[Items from a data source]

■ ■ ■ ■ ■ ■ ■

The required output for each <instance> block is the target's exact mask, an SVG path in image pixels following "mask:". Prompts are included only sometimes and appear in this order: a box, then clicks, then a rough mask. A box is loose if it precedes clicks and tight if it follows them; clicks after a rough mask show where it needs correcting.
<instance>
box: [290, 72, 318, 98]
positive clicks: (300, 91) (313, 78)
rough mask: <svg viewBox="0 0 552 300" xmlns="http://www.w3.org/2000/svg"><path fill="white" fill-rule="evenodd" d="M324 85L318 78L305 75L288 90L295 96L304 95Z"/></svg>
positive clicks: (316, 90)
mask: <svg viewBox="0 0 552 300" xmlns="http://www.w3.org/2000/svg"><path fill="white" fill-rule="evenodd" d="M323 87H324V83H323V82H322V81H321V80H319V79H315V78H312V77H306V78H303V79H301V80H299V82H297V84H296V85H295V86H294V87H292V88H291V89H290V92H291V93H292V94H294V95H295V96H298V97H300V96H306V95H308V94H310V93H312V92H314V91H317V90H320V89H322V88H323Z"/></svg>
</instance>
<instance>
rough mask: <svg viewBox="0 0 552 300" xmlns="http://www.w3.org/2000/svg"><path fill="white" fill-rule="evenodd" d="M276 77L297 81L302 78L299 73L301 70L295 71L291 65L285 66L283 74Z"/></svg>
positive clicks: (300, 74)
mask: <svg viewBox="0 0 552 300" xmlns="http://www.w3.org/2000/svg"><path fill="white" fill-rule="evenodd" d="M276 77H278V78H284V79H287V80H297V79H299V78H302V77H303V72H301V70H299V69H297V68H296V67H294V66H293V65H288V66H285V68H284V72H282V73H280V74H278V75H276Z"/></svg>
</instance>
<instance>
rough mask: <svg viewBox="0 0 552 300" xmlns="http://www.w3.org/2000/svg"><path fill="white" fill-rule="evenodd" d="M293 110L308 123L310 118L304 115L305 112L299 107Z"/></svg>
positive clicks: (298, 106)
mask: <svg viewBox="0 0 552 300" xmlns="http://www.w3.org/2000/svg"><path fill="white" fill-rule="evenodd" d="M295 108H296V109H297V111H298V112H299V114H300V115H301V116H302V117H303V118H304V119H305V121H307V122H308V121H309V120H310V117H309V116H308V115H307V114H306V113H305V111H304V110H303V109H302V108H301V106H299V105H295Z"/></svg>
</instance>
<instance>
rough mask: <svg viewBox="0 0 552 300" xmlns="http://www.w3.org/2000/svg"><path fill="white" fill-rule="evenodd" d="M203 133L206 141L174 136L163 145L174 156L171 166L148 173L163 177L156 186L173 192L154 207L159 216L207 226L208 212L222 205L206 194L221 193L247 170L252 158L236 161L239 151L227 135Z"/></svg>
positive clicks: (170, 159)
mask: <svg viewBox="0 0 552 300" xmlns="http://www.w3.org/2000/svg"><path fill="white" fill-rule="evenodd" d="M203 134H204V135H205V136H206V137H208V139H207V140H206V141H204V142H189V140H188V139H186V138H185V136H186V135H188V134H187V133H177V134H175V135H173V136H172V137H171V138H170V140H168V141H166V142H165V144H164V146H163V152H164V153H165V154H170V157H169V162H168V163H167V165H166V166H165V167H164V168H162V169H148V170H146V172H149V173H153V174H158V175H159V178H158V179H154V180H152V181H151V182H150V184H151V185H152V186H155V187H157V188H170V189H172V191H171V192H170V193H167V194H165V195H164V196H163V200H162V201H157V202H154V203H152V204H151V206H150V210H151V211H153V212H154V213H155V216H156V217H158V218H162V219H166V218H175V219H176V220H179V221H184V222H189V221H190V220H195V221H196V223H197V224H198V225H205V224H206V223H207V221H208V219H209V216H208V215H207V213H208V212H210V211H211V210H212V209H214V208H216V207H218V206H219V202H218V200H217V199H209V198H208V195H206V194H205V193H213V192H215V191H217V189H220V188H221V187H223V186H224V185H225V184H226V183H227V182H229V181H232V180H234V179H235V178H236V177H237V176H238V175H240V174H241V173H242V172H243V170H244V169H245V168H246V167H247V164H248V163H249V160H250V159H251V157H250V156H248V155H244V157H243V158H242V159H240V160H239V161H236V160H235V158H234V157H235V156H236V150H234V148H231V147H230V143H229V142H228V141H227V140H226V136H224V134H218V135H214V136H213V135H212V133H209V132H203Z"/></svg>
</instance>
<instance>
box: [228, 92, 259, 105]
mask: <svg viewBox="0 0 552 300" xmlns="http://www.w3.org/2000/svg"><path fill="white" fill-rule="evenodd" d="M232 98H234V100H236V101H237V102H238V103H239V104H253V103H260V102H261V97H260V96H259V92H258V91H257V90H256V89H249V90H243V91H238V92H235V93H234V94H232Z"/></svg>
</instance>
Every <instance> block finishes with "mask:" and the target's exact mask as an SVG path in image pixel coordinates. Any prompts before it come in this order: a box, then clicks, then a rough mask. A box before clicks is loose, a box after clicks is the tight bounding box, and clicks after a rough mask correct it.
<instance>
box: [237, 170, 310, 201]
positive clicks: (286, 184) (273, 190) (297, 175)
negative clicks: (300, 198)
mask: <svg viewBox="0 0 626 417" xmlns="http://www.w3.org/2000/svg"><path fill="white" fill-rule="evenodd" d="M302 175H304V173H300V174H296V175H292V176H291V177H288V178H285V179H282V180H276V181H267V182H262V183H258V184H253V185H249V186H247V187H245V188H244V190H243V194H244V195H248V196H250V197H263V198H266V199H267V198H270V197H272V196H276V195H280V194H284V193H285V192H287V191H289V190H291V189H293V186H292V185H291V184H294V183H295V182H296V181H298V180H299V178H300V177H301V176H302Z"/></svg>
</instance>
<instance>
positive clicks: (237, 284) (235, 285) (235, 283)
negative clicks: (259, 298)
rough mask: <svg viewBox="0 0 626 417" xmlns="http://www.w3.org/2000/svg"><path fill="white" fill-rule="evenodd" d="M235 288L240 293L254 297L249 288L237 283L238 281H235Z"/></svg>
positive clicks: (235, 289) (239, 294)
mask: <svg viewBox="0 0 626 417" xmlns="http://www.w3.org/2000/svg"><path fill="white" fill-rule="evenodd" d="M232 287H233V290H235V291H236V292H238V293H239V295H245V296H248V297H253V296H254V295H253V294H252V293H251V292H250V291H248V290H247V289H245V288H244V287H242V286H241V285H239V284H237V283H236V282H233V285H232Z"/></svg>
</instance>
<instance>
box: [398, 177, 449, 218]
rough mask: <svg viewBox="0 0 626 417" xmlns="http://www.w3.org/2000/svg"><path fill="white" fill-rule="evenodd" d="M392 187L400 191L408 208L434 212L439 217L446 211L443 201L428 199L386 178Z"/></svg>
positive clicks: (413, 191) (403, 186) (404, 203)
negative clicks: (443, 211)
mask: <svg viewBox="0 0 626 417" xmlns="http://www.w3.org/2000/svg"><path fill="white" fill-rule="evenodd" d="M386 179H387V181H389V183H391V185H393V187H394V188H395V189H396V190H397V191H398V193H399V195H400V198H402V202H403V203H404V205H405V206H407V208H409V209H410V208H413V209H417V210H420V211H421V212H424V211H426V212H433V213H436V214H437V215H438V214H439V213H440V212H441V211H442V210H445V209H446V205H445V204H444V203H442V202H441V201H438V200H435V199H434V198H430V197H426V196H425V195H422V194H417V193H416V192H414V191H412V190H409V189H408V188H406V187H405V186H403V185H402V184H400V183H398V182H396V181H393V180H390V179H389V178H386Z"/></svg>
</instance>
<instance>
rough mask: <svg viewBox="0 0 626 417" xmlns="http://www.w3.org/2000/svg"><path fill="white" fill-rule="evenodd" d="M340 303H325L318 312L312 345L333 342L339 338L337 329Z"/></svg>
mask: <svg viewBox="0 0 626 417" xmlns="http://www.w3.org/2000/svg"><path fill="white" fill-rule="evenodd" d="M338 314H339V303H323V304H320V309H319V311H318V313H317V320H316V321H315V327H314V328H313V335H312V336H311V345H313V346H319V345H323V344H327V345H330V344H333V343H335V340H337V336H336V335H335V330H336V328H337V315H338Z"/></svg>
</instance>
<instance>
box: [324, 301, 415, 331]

■ ■ ■ ■ ■ ■ ■

**Problem to solve:** From the records above, copy only the lines starting with the line that holds "box: [228, 92, 259, 105]" and going on through the line that holds "box: [237, 170, 310, 201]", exactly as written.

**Finished task:**
box: [228, 92, 259, 105]
mask: <svg viewBox="0 0 552 300" xmlns="http://www.w3.org/2000/svg"><path fill="white" fill-rule="evenodd" d="M232 98H234V100H236V101H237V102H238V103H239V104H253V103H260V102H261V97H260V96H259V92H258V91H257V90H256V89H249V90H243V91H238V92H235V93H234V94H232Z"/></svg>
</instance>
Every <instance> block finishes with "mask:" and the target's exact mask as an SVG path in image pixel coordinates. Any prompts before it come in this order: a box, then clicks, then a rough mask. A box before clicks is loose, a box after clicks is the tight bounding box, and clicks after a rough mask correct it.
<instance>
box: [237, 170, 310, 201]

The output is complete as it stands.